Miras davasının mahkemesi genel hatları ile açılacak davanın özelliklerine göre de değişiklik gösterebilir. Bir örnek vermek gerekirse bir miras davasının konusu olan tapu tescili davası için yetkili mahkeme Asliye Hukuk Mahkemeleri’dir. Ancak yine aynı şekilde miras konusu olan terekenin tespiti ya da vasiyetnamenin açıklanması gibi davalar yetkili Sulh Hukuk Mahkemeleri’nde işlenmektedir. Bu ilk açıklamalardan da anlaşılacağı gibi miras davaları konu ve şekillerine göre çok çeşitlilik gösterebilecekleri için oldukça karmaşık ve oyalayıcı bir sürece sahip olan davalardır. Davanın açılması ve takibi konusunda bu karışıklıklar nedeni ile davanın ya da dava hakkının kaybedilme olasılığı yüksek olduğundan bu gibi davalarda bu konuda uzman bir avukata danışılması tavsiye olunur.
Miras Davası Dilekçesi Nasıl Yazılır?
Miras davalarının açılabilmesi için Sulh Hukuk Mahkemelerine bir dilekçe ile başvuruda bulunulması gerekmektedir. Bir Miras Paylaşımı Davası Dilekçe Örneği aşağıda paylaşılmıştır:
TARAFLAR:
…………arasında aşağıdaki koşullarla bir miras taksim sözleşmesi akdolunmuştur.
İşbu sözleşmede ;
…………..” devreden “,
………….” devralan ” olarak anılacaktır.

• _Görevin Kapsamı_
Miras davalarına ilişkin metnin “Miras Davası Dilekçesi” ile başlayıp “taksim sözleşmesi akdolunmuştur.” ifadesine kadar süren kısmını yeniden yazın ve bu kısımda “miras taksim sözleşmesi” ifadesini “miras paylaşım sözleşmesi” olarak değiştirin. Aşağıdaki verilerin bu işte hiçbir rolü yoktur.

• _Kaynak Veriler_
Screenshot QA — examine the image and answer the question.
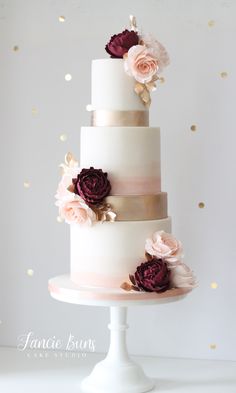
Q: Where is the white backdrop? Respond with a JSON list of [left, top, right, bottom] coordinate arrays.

• _Problemin Çözümü_
Miras Davası Dilekçesi Nasıl Yazılır?
Miras davalarının açılabilmesi için Sulh Hukuk Mahkemelerine bir dilekçe ile başvuruda bulunulması gerekmektedir. Bir Miras Paylaşımı Davası Dilekçe Örneği aşağıda paylaşılmıştır:
TARAFLAR:
…………arasında aşağıdaki koşullarla bir miras paylaşım sözleşmesi akdolunmuştur.